- **EXERCISE**: Output must match the records, character for character.

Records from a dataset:
• • • • •

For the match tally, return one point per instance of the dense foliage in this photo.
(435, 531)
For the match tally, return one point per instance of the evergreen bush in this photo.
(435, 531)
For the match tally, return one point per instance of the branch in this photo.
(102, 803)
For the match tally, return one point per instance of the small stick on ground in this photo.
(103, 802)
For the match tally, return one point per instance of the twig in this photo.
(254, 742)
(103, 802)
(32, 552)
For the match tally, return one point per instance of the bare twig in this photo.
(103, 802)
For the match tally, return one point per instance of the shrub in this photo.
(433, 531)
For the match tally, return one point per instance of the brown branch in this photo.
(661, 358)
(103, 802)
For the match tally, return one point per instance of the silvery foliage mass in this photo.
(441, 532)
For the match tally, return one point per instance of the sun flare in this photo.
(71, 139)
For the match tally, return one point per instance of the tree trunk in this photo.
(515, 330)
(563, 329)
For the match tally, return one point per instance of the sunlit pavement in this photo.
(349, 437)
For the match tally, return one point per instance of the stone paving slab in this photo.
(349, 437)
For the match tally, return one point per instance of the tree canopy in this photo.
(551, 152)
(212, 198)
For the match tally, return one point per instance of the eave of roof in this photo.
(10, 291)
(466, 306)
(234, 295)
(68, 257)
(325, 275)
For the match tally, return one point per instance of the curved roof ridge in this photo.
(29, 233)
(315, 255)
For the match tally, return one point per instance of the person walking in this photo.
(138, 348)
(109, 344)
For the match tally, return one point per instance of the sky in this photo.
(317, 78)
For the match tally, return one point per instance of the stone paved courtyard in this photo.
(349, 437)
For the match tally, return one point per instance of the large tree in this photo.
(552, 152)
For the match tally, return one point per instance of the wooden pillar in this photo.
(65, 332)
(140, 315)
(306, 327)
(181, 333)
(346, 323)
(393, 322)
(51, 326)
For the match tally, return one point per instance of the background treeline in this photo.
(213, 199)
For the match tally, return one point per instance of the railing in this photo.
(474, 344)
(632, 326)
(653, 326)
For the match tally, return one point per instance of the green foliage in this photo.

• • • • •

- **PROBLEM SOLUTION**:
For the match tally, return one point per instance of the dense foliage in this photo.
(435, 531)
For the match tally, return one point per instance of the evergreen bush in this photo.
(435, 531)
For the match tally, return one point per instance of the branch in this photo.
(102, 803)
For the match tally, return one point per instance of the small stick on ground in this photo.
(103, 802)
For the match tally, return one point per instance of the twig in this photo.
(254, 742)
(103, 802)
(32, 552)
For the match tally, return one point per instance of the bare twig in this photo.
(103, 802)
For the match tally, return one point per instance of the shrub in this photo.
(433, 531)
For the match tally, return one point per instance of the brown branch in this photo.
(661, 358)
(103, 802)
For the match tally, return one point per instance of the silvery foliage mass in this photo.
(441, 532)
For the match tally, return one point per instance of the sun flare in this photo.
(71, 139)
For the match tally, return one point per instance of the tree trunk in this photo.
(515, 330)
(563, 329)
For the match tally, return one point per instance of the sunlit pavement in this photo.
(349, 437)
For the match tally, return one point per instance of the stone paving slab in this photo.
(349, 437)
For the match tally, return one point per instance of the tree canopy in this photo.
(551, 152)
(212, 198)
For the match tally, return one point per instance of the eave of roof in this photo.
(10, 291)
(466, 306)
(234, 295)
(68, 257)
(325, 275)
For the match tally, return one point per instance of the curved roof ridge in this photo.
(29, 233)
(315, 255)
For the match tally, return one point per instance of the person walking in this photo.
(138, 348)
(109, 344)
For the match tally, return one point per instance of the sky in this photo.
(317, 78)
For the match tally, return one point per instance of the stone paved courtyard in this photo.
(349, 437)
For the match tally, return one point per instance of the large tree in this photo.
(552, 152)
For the match tally, return one point per instance of the wooden pillar in this photo.
(65, 332)
(140, 315)
(306, 327)
(181, 333)
(346, 323)
(393, 322)
(51, 326)
For the match tally, return one point per instance of the background treeline in this photo.
(213, 199)
For the match tally, return one point per instance of the railing in this photo.
(474, 344)
(632, 326)
(653, 326)
For the match tally, return one point per instance of the green foliage in this photo.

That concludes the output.